DIRECTIVE
The lines to be set down run from the line containing "Can you find the smokestack" through the final line of the data below; print them exactly and print nothing else.

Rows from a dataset

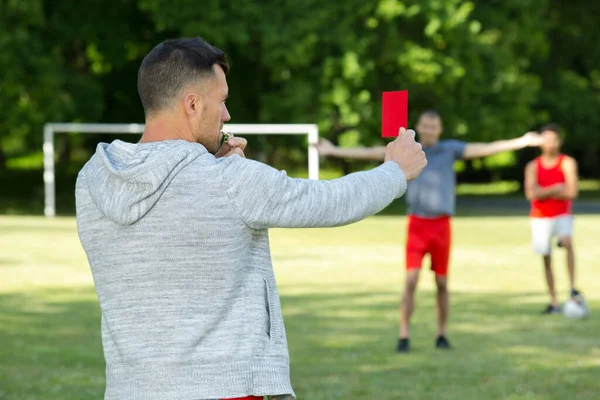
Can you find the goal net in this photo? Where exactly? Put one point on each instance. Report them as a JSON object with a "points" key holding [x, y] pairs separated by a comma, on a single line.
{"points": [[242, 129]]}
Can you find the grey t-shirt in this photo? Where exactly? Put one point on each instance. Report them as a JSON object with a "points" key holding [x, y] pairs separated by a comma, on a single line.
{"points": [[433, 192]]}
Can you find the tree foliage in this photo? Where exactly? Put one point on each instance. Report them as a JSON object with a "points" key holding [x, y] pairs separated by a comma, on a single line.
{"points": [[493, 68]]}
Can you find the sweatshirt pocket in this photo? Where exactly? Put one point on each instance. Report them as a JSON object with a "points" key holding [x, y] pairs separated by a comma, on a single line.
{"points": [[274, 310]]}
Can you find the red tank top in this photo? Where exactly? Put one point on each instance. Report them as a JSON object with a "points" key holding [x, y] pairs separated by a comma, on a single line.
{"points": [[548, 177]]}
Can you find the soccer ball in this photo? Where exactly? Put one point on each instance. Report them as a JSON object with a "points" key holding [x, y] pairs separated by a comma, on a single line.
{"points": [[575, 309]]}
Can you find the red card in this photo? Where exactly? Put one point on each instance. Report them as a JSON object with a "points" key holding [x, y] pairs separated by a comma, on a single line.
{"points": [[394, 113]]}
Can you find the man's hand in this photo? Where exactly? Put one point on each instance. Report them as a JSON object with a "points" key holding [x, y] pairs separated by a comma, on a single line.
{"points": [[532, 139], [325, 147], [407, 153], [235, 145]]}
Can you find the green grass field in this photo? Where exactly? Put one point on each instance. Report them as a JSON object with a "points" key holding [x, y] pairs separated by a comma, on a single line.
{"points": [[340, 289]]}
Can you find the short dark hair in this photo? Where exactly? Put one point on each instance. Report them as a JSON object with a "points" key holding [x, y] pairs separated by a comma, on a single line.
{"points": [[171, 66], [552, 127], [431, 114]]}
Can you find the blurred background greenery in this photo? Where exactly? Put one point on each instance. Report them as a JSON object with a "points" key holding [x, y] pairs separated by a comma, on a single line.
{"points": [[493, 68]]}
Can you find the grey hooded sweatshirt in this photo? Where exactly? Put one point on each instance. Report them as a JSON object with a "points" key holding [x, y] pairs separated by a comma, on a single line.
{"points": [[178, 245]]}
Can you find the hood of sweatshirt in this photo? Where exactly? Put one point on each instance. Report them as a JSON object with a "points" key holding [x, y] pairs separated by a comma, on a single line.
{"points": [[125, 180]]}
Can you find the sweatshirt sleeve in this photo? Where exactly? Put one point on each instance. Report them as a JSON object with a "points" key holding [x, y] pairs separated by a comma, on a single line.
{"points": [[267, 198]]}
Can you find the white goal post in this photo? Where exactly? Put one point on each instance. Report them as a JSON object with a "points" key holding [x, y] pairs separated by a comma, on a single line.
{"points": [[311, 130]]}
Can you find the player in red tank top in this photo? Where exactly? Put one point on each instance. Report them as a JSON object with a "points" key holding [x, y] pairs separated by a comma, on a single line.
{"points": [[551, 186], [548, 176]]}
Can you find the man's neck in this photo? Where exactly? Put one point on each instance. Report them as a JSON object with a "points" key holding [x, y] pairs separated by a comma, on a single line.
{"points": [[165, 127]]}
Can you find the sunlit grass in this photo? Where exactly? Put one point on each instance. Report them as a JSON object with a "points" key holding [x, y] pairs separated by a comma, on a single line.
{"points": [[340, 288]]}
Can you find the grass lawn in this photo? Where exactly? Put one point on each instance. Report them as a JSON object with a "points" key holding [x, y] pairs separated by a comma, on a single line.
{"points": [[340, 288]]}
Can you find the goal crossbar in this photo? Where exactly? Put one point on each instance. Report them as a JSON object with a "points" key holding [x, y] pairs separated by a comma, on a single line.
{"points": [[50, 129]]}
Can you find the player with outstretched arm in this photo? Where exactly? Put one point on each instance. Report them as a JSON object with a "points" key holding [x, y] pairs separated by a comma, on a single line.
{"points": [[431, 203]]}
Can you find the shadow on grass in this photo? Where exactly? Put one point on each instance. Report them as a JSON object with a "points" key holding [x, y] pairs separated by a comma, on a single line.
{"points": [[342, 347]]}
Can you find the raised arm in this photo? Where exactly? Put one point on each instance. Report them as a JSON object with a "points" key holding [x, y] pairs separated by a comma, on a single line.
{"points": [[266, 198], [477, 150], [326, 148]]}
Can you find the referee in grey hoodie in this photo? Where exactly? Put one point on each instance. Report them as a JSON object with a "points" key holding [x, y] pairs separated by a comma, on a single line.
{"points": [[175, 229]]}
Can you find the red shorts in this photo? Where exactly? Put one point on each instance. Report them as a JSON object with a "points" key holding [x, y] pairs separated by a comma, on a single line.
{"points": [[428, 235]]}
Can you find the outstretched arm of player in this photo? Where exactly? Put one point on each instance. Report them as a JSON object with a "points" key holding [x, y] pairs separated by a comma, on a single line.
{"points": [[326, 148], [477, 150], [571, 186], [535, 192]]}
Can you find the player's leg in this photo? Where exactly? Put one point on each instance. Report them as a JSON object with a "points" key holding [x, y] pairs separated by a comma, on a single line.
{"points": [[440, 258], [416, 247], [407, 305], [541, 234], [564, 232]]}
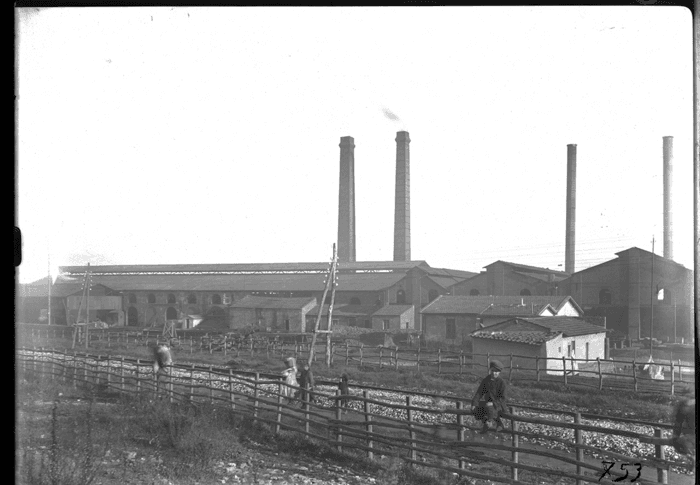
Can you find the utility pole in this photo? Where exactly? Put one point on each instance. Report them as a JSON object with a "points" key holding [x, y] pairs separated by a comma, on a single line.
{"points": [[653, 295], [329, 281]]}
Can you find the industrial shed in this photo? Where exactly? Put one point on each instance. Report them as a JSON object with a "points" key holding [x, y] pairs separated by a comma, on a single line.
{"points": [[393, 317], [271, 314], [549, 338], [454, 318]]}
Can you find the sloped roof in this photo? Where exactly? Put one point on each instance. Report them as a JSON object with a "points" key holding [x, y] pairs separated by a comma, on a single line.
{"points": [[530, 269], [523, 337], [459, 304], [244, 282], [517, 309], [346, 310], [245, 267], [272, 302], [392, 310], [567, 326]]}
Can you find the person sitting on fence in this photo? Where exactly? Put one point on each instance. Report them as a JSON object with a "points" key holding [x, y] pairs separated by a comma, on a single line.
{"points": [[289, 375], [306, 382], [344, 391], [489, 401], [162, 360], [685, 418]]}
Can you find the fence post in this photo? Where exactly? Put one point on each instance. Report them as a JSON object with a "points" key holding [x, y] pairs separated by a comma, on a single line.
{"points": [[673, 378], [411, 432], [230, 389], [121, 373], [338, 418], [210, 386], [305, 402], [368, 423], [255, 397], [460, 429], [279, 408], [578, 440], [138, 377], [661, 473], [515, 441], [510, 370]]}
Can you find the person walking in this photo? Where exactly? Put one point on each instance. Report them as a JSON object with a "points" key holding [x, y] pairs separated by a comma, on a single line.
{"points": [[289, 376], [344, 391], [489, 401], [306, 382]]}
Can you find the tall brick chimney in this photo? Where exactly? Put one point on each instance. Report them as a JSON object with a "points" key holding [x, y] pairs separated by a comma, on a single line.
{"points": [[402, 207], [346, 201], [570, 250], [668, 205]]}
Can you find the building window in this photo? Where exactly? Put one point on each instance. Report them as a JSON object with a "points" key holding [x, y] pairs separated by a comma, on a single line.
{"points": [[171, 313], [450, 328]]}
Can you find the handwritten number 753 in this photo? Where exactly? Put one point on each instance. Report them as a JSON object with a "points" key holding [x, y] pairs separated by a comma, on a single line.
{"points": [[623, 467]]}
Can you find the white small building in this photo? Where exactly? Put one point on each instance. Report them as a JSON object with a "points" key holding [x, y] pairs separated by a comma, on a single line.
{"points": [[549, 338]]}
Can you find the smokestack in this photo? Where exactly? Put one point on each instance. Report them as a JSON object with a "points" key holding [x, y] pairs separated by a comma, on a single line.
{"points": [[346, 201], [570, 256], [402, 208], [668, 208]]}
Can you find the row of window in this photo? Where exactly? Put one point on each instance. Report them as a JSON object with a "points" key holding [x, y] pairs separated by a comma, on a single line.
{"points": [[171, 299]]}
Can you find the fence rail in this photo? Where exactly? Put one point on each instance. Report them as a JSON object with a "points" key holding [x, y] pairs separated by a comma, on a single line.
{"points": [[402, 425], [615, 374]]}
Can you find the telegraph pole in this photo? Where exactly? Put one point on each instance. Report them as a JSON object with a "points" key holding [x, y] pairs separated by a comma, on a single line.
{"points": [[653, 295]]}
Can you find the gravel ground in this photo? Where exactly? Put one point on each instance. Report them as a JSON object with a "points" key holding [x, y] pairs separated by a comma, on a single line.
{"points": [[627, 446]]}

FINAL RESULT
Can you find the smokestack in this photo? Where exactly? Put one point on each instance. Report them as a JSON object with a "points" key holding [x, y] pairs separated by a comma, on a single line.
{"points": [[346, 201], [570, 256], [402, 208], [668, 208]]}
Can you find the row of window in this photo? Where exactly? Put one point on each instance. Report them as a JSON object with a "points" key holding [x, y] pairs separated by a comma, on a single line.
{"points": [[171, 299]]}
Can you find the fence rail in this photo? Where exactly? Put one point on each instance. Report them as a JSON object with a "points" key holding [x, y] pairs separated by a comma, on a single line.
{"points": [[402, 425], [615, 374]]}
Can you find the telegraph pole in this photo? Where exactly? Put one point on each instance. Report them as a JSON object with a "points" key holding [x, y] pairs separated by a comma, on a single line.
{"points": [[653, 295]]}
Can you find the gravel ground in this photo? Where exactly? Put one point on each instance. Report them as a JSON object with a "points" key holding [x, y] pairs separated by a comma, on a single line.
{"points": [[627, 446]]}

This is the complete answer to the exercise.